The request
Identify each line in the material below that contains the string "following", and copy those lines in full. Matching is case-sensitive.

[Data entries]
::::

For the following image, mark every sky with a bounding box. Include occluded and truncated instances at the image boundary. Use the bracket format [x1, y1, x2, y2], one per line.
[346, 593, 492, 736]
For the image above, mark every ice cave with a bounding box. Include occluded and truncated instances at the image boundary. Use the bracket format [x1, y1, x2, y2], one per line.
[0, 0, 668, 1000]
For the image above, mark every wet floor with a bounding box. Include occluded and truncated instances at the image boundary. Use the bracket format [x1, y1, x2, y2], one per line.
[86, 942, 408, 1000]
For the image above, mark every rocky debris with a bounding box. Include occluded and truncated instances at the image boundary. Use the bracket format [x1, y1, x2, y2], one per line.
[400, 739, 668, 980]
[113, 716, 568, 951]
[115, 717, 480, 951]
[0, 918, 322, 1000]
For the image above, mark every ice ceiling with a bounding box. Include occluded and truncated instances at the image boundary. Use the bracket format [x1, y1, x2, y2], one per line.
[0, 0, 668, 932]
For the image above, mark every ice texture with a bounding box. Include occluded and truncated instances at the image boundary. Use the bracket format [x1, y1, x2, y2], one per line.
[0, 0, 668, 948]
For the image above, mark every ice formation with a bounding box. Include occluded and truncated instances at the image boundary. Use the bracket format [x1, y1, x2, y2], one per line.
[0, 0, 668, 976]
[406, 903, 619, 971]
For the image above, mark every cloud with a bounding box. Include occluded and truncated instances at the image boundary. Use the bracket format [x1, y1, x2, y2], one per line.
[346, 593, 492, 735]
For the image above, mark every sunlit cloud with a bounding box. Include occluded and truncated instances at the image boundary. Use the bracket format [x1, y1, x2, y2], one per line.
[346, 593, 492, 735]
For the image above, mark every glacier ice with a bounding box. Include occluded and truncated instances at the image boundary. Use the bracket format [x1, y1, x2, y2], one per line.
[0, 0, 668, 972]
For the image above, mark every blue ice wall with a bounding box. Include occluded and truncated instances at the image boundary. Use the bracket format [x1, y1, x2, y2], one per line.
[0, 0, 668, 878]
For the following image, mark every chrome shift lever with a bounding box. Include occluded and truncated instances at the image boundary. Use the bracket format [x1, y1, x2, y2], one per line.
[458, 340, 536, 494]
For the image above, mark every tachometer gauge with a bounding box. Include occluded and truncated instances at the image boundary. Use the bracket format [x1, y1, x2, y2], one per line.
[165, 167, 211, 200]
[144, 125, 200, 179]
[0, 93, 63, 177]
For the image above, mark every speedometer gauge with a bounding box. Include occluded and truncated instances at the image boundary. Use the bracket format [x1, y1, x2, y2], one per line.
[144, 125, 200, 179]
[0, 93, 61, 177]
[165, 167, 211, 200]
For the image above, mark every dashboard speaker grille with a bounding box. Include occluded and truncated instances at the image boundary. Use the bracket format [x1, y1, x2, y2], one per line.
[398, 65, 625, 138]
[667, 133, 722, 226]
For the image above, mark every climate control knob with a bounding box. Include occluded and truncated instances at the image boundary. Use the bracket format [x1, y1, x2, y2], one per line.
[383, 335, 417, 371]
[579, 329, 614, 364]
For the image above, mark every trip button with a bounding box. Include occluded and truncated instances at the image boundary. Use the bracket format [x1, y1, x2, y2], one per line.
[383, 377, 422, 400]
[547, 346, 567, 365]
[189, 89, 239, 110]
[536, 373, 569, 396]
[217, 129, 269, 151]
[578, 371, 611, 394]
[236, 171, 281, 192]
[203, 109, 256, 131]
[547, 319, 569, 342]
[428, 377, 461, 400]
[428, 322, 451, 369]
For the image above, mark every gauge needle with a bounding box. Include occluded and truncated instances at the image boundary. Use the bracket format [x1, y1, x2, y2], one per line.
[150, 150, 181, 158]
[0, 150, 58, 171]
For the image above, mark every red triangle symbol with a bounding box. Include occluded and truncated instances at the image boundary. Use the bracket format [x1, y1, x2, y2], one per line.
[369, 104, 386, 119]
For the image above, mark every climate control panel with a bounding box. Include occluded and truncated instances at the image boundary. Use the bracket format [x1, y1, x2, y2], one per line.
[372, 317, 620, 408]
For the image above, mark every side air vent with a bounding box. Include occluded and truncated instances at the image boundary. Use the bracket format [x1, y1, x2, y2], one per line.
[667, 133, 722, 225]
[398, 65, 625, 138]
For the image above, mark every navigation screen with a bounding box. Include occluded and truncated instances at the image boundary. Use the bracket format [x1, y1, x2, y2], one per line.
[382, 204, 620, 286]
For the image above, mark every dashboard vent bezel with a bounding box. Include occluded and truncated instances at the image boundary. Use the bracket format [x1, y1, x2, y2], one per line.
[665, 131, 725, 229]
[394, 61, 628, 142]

::::

Response to the exercise
For the following image, mark every sky with a bounding box. Include occluded and truncated instances at the image boundary. Use the bracket format [x1, y1, x2, y2], one per line.
For the following image, mark every chrome shift lever with a bounding box. Include occluded and truncated instances at the image boundary. Use the bracket format [x1, y1, x2, y2], one per line.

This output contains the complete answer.